REQUIRED ACTION:
Please, without any pictures, transcribe the lines from the one holding "The endpoint marks every instance of the row" to the end of the listing, both ends included.

MATERIAL FOR THIS TASK:
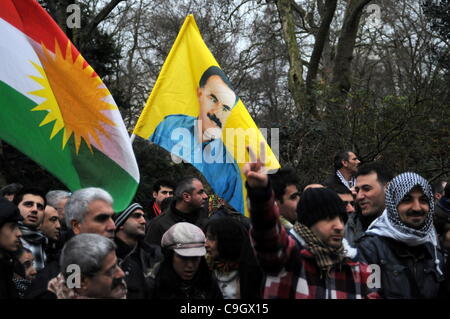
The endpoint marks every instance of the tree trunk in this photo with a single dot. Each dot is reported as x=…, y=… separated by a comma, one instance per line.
x=320, y=39
x=346, y=44
x=295, y=77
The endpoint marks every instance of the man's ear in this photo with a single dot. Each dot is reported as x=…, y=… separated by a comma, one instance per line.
x=186, y=197
x=75, y=226
x=84, y=286
x=199, y=92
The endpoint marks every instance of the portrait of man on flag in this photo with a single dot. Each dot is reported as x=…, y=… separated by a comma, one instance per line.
x=197, y=140
x=195, y=113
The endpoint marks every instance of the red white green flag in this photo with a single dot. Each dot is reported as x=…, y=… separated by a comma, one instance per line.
x=56, y=109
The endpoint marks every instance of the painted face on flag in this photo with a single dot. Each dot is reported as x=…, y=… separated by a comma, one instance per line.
x=216, y=100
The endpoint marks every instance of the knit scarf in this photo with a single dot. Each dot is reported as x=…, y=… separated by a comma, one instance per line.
x=326, y=256
x=22, y=286
x=349, y=184
x=58, y=286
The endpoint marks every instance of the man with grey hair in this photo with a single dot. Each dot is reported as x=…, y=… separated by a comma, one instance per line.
x=89, y=210
x=403, y=243
x=89, y=269
x=187, y=206
x=58, y=199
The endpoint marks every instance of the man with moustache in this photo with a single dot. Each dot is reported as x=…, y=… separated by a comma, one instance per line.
x=345, y=167
x=139, y=259
x=402, y=241
x=31, y=203
x=51, y=227
x=89, y=210
x=317, y=265
x=9, y=243
x=198, y=139
x=187, y=206
x=371, y=182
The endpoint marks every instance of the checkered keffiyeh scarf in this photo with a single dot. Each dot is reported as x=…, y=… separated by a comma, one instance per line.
x=389, y=223
x=326, y=256
x=349, y=184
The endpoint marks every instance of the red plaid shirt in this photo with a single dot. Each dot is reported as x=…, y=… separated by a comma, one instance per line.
x=292, y=271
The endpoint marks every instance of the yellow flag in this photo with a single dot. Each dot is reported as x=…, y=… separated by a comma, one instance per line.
x=195, y=114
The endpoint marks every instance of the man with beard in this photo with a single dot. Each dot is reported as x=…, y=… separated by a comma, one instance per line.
x=99, y=275
x=187, y=206
x=402, y=241
x=24, y=271
x=138, y=258
x=317, y=265
x=51, y=227
x=371, y=182
x=198, y=139
x=31, y=203
x=89, y=210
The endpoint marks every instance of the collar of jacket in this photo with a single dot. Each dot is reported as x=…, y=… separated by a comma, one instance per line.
x=444, y=203
x=417, y=252
x=122, y=248
x=189, y=217
x=32, y=236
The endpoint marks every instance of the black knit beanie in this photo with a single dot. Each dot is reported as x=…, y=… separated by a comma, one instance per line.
x=121, y=218
x=318, y=204
x=8, y=212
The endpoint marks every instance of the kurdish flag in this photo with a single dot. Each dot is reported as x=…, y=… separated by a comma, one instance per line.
x=56, y=109
x=194, y=112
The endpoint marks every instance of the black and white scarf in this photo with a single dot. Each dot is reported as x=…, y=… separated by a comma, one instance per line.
x=389, y=223
x=326, y=256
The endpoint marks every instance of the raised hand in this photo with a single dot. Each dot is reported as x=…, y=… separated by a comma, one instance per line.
x=255, y=170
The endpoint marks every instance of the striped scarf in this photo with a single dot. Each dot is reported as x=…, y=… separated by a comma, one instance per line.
x=349, y=184
x=326, y=256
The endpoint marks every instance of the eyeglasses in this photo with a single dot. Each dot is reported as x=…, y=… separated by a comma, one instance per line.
x=348, y=202
x=30, y=203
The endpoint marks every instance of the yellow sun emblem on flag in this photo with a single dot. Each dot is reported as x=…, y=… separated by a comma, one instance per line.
x=73, y=96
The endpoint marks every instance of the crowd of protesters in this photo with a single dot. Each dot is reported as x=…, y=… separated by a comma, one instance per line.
x=364, y=232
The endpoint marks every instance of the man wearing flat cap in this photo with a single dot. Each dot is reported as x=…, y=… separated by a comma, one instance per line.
x=139, y=259
x=184, y=273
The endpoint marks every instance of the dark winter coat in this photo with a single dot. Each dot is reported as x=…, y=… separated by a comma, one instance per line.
x=7, y=287
x=406, y=272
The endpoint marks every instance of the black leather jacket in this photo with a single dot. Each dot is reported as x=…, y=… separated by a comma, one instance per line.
x=406, y=272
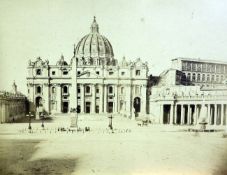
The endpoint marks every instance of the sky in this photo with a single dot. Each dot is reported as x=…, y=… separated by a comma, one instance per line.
x=154, y=30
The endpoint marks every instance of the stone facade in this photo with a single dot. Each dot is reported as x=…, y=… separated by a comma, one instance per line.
x=202, y=72
x=178, y=100
x=93, y=81
x=13, y=105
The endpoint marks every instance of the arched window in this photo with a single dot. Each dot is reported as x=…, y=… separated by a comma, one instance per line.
x=189, y=77
x=212, y=79
x=198, y=77
x=87, y=89
x=203, y=77
x=208, y=77
x=193, y=77
x=122, y=90
x=110, y=89
x=217, y=78
x=65, y=89
x=53, y=90
x=38, y=89
x=38, y=72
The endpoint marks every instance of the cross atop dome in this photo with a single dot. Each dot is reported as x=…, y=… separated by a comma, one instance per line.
x=94, y=26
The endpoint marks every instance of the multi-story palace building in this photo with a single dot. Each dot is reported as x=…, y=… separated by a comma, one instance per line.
x=202, y=95
x=202, y=72
x=94, y=81
x=13, y=105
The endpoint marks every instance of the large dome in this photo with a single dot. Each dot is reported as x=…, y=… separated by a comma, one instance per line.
x=94, y=45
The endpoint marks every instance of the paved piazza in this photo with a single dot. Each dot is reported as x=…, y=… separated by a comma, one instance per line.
x=131, y=149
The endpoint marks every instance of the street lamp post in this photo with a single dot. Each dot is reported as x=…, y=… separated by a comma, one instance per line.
x=29, y=115
x=42, y=117
x=111, y=121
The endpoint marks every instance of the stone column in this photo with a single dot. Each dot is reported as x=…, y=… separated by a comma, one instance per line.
x=129, y=102
x=81, y=98
x=195, y=115
x=222, y=114
x=143, y=99
x=105, y=99
x=175, y=114
x=46, y=97
x=59, y=98
x=189, y=115
x=171, y=113
x=161, y=114
x=215, y=114
x=93, y=104
x=182, y=114
x=100, y=98
x=208, y=114
x=116, y=98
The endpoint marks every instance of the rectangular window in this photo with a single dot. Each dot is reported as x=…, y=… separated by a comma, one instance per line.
x=65, y=72
x=78, y=90
x=137, y=72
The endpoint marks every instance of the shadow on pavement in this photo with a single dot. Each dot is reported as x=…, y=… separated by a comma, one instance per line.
x=16, y=153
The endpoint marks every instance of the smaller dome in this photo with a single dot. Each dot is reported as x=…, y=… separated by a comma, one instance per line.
x=62, y=62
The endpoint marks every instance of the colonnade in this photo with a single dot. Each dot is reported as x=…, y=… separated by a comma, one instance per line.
x=192, y=114
x=11, y=109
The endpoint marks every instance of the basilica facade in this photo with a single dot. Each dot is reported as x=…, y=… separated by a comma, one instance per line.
x=92, y=82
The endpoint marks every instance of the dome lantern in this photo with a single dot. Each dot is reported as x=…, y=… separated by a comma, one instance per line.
x=94, y=26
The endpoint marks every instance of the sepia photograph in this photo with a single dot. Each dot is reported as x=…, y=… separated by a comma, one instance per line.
x=113, y=87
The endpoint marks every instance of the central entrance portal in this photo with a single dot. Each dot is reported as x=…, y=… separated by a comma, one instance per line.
x=110, y=107
x=65, y=107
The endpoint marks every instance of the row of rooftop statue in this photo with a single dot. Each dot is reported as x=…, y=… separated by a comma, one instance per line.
x=84, y=61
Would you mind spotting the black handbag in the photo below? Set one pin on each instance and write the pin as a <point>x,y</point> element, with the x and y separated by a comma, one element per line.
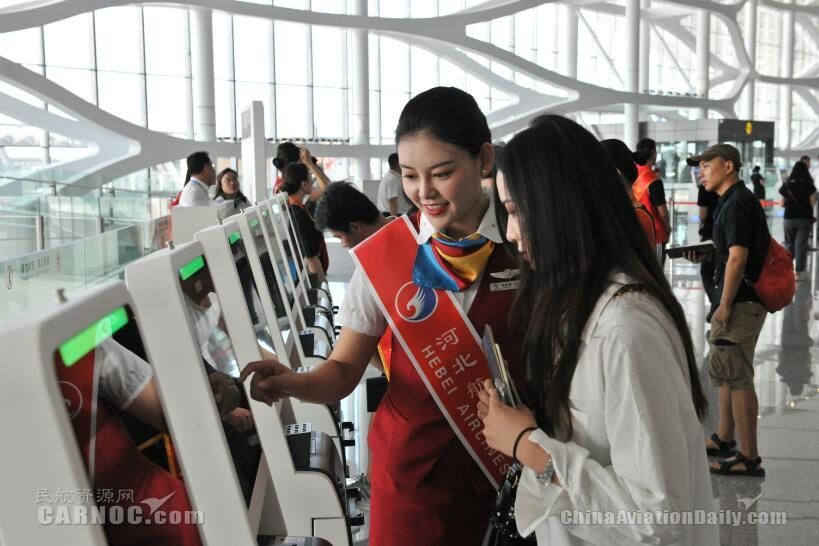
<point>505,531</point>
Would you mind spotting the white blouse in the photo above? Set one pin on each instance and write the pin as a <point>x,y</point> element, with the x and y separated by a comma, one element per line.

EXERCISE ANSWER:
The endpoint marks every instance of the row of rooftop statue in this photo with a single dot. Each dot is reported as x=…, y=… separated by a comma, one instance per line.
x=84, y=61
Would you mind spotting the black handbag in the photo below? Set one pin on each instance and write the pin as a <point>x,y</point> element, with the x and y separated by a comma, one element per line.
<point>505,531</point>
Would you mind spotting the white blouse in the photo above? Set one pin on each instance and write the pin as a <point>x,y</point> element, with the x and y separated by a comma, one element per line.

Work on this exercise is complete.